━━━━━ Given data

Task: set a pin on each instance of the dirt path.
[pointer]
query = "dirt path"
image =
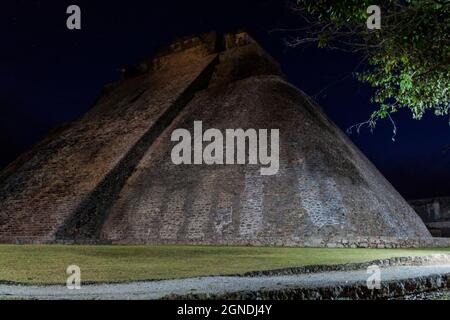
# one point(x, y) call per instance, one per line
point(215, 285)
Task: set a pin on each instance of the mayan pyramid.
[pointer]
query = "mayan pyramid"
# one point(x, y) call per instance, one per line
point(108, 177)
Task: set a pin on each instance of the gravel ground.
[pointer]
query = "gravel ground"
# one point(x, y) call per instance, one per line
point(214, 285)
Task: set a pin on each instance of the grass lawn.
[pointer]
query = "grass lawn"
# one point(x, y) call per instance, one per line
point(46, 264)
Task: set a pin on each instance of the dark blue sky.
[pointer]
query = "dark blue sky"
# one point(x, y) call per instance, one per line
point(50, 75)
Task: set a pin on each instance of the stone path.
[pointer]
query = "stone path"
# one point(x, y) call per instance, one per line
point(215, 285)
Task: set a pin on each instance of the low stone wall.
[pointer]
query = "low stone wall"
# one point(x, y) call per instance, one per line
point(389, 289)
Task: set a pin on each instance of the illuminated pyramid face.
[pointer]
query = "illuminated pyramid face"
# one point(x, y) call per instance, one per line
point(153, 162)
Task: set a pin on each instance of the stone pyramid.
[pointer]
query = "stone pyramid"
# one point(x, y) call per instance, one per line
point(109, 177)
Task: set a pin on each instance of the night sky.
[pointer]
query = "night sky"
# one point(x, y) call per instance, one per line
point(50, 75)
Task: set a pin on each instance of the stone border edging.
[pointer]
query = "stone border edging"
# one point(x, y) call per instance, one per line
point(388, 262)
point(391, 289)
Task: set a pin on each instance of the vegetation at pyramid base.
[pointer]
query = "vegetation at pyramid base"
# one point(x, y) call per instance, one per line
point(408, 58)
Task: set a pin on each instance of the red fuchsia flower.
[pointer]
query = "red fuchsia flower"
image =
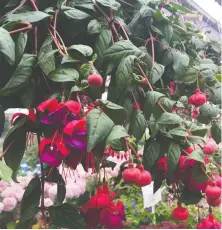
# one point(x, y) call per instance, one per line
point(31, 116)
point(198, 98)
point(76, 134)
point(172, 88)
point(52, 151)
point(113, 217)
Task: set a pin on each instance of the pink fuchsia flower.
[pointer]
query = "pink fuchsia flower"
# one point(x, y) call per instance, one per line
point(9, 204)
point(3, 185)
point(52, 151)
point(1, 207)
point(113, 217)
point(52, 192)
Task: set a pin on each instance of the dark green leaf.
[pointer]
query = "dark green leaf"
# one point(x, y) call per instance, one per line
point(156, 72)
point(169, 119)
point(181, 8)
point(181, 131)
point(76, 14)
point(197, 155)
point(14, 145)
point(120, 50)
point(207, 112)
point(29, 16)
point(99, 126)
point(7, 46)
point(125, 71)
point(66, 216)
point(83, 49)
point(46, 59)
point(114, 111)
point(216, 132)
point(21, 76)
point(94, 27)
point(20, 47)
point(103, 42)
point(117, 132)
point(30, 199)
point(5, 172)
point(199, 174)
point(63, 75)
point(110, 4)
point(151, 153)
point(138, 124)
point(190, 198)
point(151, 99)
point(173, 156)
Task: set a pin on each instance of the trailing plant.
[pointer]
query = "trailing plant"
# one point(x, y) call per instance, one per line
point(55, 57)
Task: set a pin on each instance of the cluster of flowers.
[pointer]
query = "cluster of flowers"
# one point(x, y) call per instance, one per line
point(101, 210)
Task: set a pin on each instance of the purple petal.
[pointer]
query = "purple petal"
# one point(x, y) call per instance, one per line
point(77, 142)
point(54, 117)
point(50, 157)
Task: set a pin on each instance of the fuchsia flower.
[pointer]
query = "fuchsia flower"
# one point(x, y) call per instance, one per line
point(113, 217)
point(52, 151)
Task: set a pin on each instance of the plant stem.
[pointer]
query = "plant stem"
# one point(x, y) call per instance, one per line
point(19, 30)
point(42, 206)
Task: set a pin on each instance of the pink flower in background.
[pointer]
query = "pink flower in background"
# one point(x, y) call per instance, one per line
point(9, 192)
point(1, 207)
point(9, 204)
point(3, 185)
point(52, 192)
point(48, 202)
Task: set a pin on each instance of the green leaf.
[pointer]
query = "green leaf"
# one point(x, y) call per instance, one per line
point(181, 131)
point(169, 119)
point(5, 172)
point(46, 59)
point(180, 8)
point(110, 4)
point(14, 145)
point(114, 111)
point(94, 27)
point(196, 155)
point(20, 46)
point(29, 16)
point(190, 198)
point(117, 132)
point(103, 42)
point(151, 153)
point(66, 216)
point(76, 14)
point(99, 126)
point(83, 49)
point(20, 77)
point(207, 112)
point(30, 200)
point(151, 99)
point(64, 75)
point(180, 62)
point(120, 50)
point(125, 71)
point(138, 124)
point(198, 173)
point(173, 156)
point(7, 46)
point(216, 132)
point(156, 72)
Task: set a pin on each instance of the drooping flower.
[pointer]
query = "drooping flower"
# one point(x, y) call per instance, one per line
point(113, 217)
point(52, 151)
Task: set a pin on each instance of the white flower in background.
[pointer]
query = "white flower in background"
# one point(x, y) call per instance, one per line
point(1, 207)
point(9, 204)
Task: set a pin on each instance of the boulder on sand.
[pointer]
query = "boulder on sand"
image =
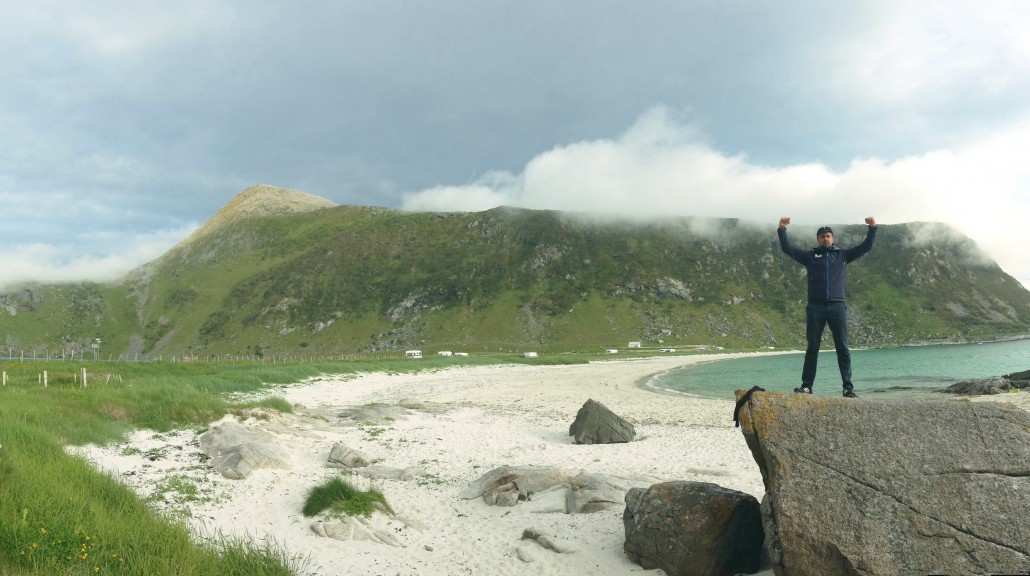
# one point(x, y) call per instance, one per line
point(693, 529)
point(237, 450)
point(891, 486)
point(596, 425)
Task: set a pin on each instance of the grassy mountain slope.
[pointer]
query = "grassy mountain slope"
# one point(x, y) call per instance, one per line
point(293, 275)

━━━━━━━━━━

▸ **Stated goal**: Copy the material shown above in full and exactly. Skip the pictures.

▸ **Expected answer**:
Task: set a pin on each instance of the dirt path.
[pointer]
query = "dirt path"
image =
# one point(x, y) call per instance, one per line
point(215, 285)
Task: set a pin on each instance of the mayan pyramid.
[pointer]
query = "mayan pyramid"
# one point(x, y) call per instance, one per line
point(108, 177)
Task: set a pin on each instance of the gravel ground.
[pointer]
query = "gravel ground"
# one point(x, y) call per instance, one per line
point(214, 285)
Task: set a pin on each instance of the grass lawn.
[pointer]
query = "grass lawn"
# one point(x, y) call per instance, one per line
point(46, 264)
Task: set a pin on each instance of the dark blue sky.
[pointer]
query = "dark blue sky"
# one point(x, y) call per instance, one per line
point(50, 75)
Task: set a pin on each instance of the stone path.
[pointer]
query = "stone path"
# one point(x, y) call per instance, one per line
point(215, 285)
Task: set a pin on each instance of the low stone wall.
[pointer]
query = "low stone wall"
# one point(x, y) call per instance, one per line
point(389, 289)
Task: set a pin on each instance of the illuminated pyramid face.
[pointer]
query = "illuminated pyramid face"
# one point(x, y) call per instance, one per line
point(153, 162)
Task: set a pin on each instance of the stone pyramid.
[pointer]
query = "stone pyramid"
# one point(x, y) call per instance, one per line
point(109, 177)
Task: set a pin on each instance of the night sky.
[pointer]
query = "night sky"
# one point(x, y) call per instance, one per line
point(50, 75)
Task: set a pin on each instance of the stone border edging.
[pointer]
query = "stone border edging"
# one point(x, y) call per instance, one per line
point(388, 262)
point(391, 289)
Task: set a pin on each instance of the vegetation at pyramid base.
[pointer]
query = "vegetation at pyramid base"
# one point(x, y) call per instance, one per line
point(408, 58)
Task: set a pin on each instance of the red fuchsia flower.
[pointer]
query = "red fuchsia flower"
image =
# one point(x, y) call per instance, one per line
point(31, 116)
point(198, 98)
point(76, 134)
point(172, 88)
point(52, 151)
point(113, 217)
Task: set a pin on each instance of the pink fuchsia flower.
[pointer]
query = "pink fuchsia flower"
# one point(x, y) call per instance, one per line
point(9, 204)
point(3, 185)
point(52, 151)
point(1, 207)
point(113, 217)
point(52, 192)
Task: set a pin on each instance of the dark green leaf.
[pointer]
query = "dark green leaf"
# one point(x, y) call per instance, one per line
point(156, 72)
point(169, 119)
point(181, 8)
point(181, 131)
point(76, 14)
point(197, 155)
point(14, 145)
point(120, 50)
point(207, 112)
point(29, 16)
point(99, 126)
point(7, 46)
point(125, 71)
point(66, 216)
point(83, 49)
point(46, 59)
point(114, 111)
point(216, 132)
point(21, 76)
point(94, 27)
point(20, 47)
point(103, 42)
point(117, 132)
point(30, 199)
point(5, 172)
point(199, 174)
point(63, 75)
point(110, 4)
point(151, 153)
point(138, 124)
point(190, 198)
point(151, 99)
point(173, 156)
Task: set a pin on each instance of the trailing plant.
[pointer]
query = "trailing plant"
# one point(x, y) call per instance, one per line
point(55, 57)
Task: set a pin on each instance of the cluster of flowers.
[pointer]
query = "cluster of flowers"
# one point(x, y) call per instance, one per line
point(101, 210)
Task: set a pin on each instance of the purple petal.
[pointer]
query = "purple petal"
# one point(x, y) call per instance, one per line
point(77, 142)
point(54, 117)
point(50, 157)
Task: set a pin on each instance of the fuchsia flower.
[pointer]
query = "fuchsia flower"
# one point(x, y) call per instance, one per line
point(113, 217)
point(52, 151)
Task: set a pin on each instance of the plant stem.
[pointer]
query = "plant stem"
# one point(x, y) call per instance, one per line
point(19, 30)
point(42, 206)
Task: set a pin on each instance of the pink flower in background.
[pointer]
query = "pink flower in background"
# one point(x, y) call per instance, one per line
point(9, 192)
point(1, 207)
point(9, 204)
point(3, 185)
point(52, 192)
point(48, 202)
Task: set a pin on each instance of the green leaf.
[pointer]
query = "green leaf"
# one point(x, y) call per instance, one per line
point(181, 131)
point(169, 119)
point(5, 172)
point(46, 59)
point(180, 8)
point(110, 4)
point(14, 145)
point(114, 111)
point(94, 27)
point(196, 155)
point(20, 46)
point(29, 16)
point(190, 198)
point(117, 132)
point(103, 42)
point(151, 153)
point(66, 216)
point(76, 14)
point(99, 126)
point(83, 49)
point(20, 77)
point(207, 112)
point(30, 200)
point(151, 99)
point(64, 75)
point(180, 62)
point(120, 50)
point(125, 71)
point(138, 124)
point(198, 173)
point(173, 156)
point(7, 46)
point(216, 132)
point(156, 72)
Task: set a pin on each instance of the drooping flower.
[pointer]
query = "drooping flower"
# one point(x, y) call per instance, one per line
point(113, 217)
point(52, 151)
Task: set a pin on each instance of the white flower in background.
[pointer]
query = "white flower in background"
# one point(x, y) call per instance, one per line
point(1, 207)
point(9, 204)
Task: set a pin on each instance of the boulder on sand.
[pointer]
query = "boulder on sand"
image =
# one point(x, y) call per instance, one per line
point(693, 529)
point(237, 450)
point(891, 486)
point(596, 425)
Task: set a pin on each instance of the grassy mountain slope.
[pointer]
query = "grassy mountain slope"
# one point(x, y) call per instance, one per line
point(293, 275)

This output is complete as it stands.